# Text block
++++++
North Korea released the names of 687 newly elected Supreme People’s Assembly members on Monday night, including news of the re-election of its leader Kim Jong-il, but none of Kim’s sons were included in the roster of the country’s legislators.

The elections took place amid speculation that Kim, recovering from a suspected stroke last year, might name an heir. “No special signs of power succession were shown in the latest elections,” Kim Ho-nyoun, spokesman of Unification Ministry, said yesterday.

Kim Jong-il is known to have three sons - Jong-nam, Jong-chol and Jong-un.

With the latest elections, 324 of the 687-member legislature were replaced. While the Supreme People’s Assembly is a rubber-stamp legislature, the officials form the power elite of the North, taking key positions in the military, government and Workers’ Party.

Most of the replacements filled vacancies created by aged officials’ deaths, but veterans of the North’s politics, known as “the first generation of the Korean revolution,” were reelected.

Kim Yong-nam, the North’s titular head of state and the leader of the Standing Committee of the Supreme People’s Assembly, kept his post, as did Jo Myong-rok, the first vice chairman of the National Defense Commission.

Korean People’s Army Marshal Ri Ul-sol and Ri Yong-mu, vice chairman of the National Defense Commission, were also reelected.

Yang Hyong-sop, the vice chairman of the Standing Committee of the Supreme People’s Assembly, was re-elected for his 10th term, becoming the longest serving lawmaker of the North.

While the aged comrades of Kim Il Sung, the late founder of the state, were expected to retire from politics, their symbolic significance was too important to fade in North Korean society, experts said.

Jang Song-thaek, a Workers’ Party official and brother-in-law of Kim Jong-il, was re-elected along with other key officials of the cabinet, party and military.
++++++
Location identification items
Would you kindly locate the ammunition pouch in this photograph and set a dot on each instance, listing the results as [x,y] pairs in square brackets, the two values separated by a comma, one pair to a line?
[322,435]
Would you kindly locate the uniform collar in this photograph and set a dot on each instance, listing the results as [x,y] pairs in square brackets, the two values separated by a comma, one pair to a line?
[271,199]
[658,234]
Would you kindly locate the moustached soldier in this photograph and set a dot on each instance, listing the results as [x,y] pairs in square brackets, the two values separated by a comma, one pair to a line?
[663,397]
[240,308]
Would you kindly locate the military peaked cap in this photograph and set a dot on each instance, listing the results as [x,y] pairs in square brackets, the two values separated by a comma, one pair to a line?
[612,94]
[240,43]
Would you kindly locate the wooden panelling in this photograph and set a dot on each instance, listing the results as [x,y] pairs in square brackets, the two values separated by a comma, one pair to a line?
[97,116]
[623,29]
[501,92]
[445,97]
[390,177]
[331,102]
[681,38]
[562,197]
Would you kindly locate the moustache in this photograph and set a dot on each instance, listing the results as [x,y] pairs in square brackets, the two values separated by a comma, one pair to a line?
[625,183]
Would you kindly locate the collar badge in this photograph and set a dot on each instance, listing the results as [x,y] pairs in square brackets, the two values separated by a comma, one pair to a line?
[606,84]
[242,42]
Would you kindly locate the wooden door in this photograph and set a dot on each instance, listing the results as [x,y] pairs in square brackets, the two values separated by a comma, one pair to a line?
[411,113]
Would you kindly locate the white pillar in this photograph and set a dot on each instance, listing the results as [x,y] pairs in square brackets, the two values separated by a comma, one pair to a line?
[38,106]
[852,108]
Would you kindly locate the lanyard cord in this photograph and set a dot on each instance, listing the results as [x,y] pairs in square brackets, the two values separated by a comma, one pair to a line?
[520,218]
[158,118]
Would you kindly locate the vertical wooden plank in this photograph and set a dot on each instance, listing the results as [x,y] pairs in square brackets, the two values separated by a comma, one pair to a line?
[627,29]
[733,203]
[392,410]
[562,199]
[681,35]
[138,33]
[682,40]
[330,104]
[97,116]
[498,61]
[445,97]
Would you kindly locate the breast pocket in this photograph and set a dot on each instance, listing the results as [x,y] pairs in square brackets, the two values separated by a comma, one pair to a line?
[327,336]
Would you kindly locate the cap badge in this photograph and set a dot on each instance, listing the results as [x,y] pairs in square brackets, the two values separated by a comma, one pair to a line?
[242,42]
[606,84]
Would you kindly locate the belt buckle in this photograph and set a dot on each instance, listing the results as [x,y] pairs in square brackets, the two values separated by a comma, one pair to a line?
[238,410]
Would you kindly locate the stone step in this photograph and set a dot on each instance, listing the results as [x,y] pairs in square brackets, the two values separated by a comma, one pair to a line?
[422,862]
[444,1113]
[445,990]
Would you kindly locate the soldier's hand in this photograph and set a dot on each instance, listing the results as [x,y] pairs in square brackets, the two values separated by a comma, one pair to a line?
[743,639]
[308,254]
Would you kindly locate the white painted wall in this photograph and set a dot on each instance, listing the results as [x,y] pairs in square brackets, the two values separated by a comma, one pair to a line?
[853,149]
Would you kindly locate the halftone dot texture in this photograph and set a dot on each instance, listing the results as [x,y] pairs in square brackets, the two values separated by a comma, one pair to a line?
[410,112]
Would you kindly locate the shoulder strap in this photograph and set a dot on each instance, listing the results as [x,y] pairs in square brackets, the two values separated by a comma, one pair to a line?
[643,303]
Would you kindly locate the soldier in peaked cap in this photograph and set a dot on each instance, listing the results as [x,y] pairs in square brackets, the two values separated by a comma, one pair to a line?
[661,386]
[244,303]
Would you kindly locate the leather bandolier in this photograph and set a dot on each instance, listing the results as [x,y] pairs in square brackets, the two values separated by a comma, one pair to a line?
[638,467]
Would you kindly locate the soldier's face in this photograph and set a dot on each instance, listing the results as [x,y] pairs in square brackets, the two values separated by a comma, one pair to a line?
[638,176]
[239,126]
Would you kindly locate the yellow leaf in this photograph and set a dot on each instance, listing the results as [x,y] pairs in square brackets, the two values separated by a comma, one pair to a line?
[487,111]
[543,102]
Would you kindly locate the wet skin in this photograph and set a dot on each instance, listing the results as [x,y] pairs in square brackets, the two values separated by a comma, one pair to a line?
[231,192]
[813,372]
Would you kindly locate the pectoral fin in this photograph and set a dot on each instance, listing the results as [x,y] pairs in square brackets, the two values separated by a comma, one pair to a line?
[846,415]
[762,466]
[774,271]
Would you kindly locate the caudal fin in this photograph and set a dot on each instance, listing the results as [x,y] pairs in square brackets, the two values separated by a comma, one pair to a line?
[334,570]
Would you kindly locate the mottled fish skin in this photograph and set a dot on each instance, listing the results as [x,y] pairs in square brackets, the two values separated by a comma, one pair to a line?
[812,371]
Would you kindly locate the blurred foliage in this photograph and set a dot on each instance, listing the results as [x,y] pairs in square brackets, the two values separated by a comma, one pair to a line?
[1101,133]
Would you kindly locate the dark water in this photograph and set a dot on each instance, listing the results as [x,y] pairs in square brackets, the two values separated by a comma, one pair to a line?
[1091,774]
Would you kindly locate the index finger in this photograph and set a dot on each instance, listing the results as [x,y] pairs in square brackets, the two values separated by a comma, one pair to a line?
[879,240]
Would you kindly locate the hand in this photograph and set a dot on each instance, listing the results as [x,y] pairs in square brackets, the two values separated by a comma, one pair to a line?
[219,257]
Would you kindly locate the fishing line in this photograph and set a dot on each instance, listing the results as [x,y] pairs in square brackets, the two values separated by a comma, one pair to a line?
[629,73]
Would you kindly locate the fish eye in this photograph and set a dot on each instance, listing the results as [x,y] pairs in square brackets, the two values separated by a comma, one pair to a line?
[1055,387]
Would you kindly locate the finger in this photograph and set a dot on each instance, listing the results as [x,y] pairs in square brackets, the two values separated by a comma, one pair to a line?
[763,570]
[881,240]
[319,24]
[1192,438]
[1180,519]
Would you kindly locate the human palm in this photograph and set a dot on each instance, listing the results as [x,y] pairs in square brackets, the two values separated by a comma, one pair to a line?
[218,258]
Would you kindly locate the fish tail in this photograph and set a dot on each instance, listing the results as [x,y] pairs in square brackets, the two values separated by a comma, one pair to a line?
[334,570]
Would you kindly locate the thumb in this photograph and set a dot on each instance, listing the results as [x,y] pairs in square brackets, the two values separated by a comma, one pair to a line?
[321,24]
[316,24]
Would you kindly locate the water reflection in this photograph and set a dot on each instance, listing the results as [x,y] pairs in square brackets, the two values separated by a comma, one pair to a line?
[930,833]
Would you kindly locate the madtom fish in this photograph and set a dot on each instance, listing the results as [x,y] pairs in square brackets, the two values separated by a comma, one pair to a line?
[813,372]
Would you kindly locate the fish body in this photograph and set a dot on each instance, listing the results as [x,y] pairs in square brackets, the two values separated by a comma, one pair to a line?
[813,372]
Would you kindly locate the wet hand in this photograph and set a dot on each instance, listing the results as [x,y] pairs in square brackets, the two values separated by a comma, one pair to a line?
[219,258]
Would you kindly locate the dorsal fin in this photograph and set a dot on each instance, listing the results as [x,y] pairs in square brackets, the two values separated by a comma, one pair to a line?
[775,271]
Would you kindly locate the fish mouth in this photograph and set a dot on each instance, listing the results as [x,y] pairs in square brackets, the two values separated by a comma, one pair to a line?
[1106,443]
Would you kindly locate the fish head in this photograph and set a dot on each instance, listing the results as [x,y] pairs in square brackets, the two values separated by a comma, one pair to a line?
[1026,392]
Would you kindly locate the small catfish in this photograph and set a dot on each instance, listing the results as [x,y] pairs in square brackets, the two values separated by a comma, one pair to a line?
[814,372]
++++++
# What to do
A – Reproduce the North Korea election article word for word, starting at "With the latest" and ending at "National Defense Commission.".
B – Condense the paragraph of the North Korea election article that begins "With the latest elections" into a shorter version that keeps its main facts.
C – Write the next part of the North Korea election article, picking up after its final sentence.
The rows are separate material and have no connection to the North Korea election article.

# Responses to the tasks
A –
With the latest elections, 324 of the 687-member legislature were replaced. While the Supreme People’s Assembly is a rubber-stamp legislature, the officials form the power elite of the North, taking key positions in the military, government and Workers’ Party.

Most of the replacements filled vacancies created by aged officials’ deaths, but veterans of the North’s politics, known as “the first generation of the Korean revolution,” were reelected.

Kim Yong-nam, the North’s titular head of state and the leader of the Standing Committee of the Supreme People’s Assembly, kept his post, as did Jo Myong-rok, the first vice chairman of the National Defense Commission.

B – The elections replaced 324 of the 687 legislators. The Supreme People's Assembly rubber-stamps decisions, but its members are the North's power elite and hold key posts in the military, government and Workers' Party.

C –
Oh Guk-ryol and Pak Myong-chol, Pyongyang’s elder statesmen who had temporarily retired, also returned.

Those who had been accused of corruption, such as Choi Yong-su, former minister of people’s security, and Choi Sung-chol, deputy department head of the unification front, were ousted.

Ri Myong-su, an administrative department head of the National Defense Commission who had been known as Kim Jong-il’s shadow, also did not make it into the list of new lawmakers.

Ri was last seen in February during Kim’s visit to a military unit, and intelligence officials speculated that he either has health problems or has committed a serious mistake.

Among the North’s South Korea affairs veterans, Kim Yang-gon, the head of the unification front department; Ri Jong-hyok, vice chairman of the North’s Asia?Pacific Peace Committee; and Kim Yong-dae, chairman of the Korean Council For Reconciliation and Cooperation, were elected. Through the latest elections, the North also appointed young technocrats to the leadership posts to achieve the county’s vision of a “Strong Economy” by 2012.

Kim Sok-nam, Kim Myong-hwan and Shin Yong-chol are factory managers known for their business success since early 2000. All three made the list.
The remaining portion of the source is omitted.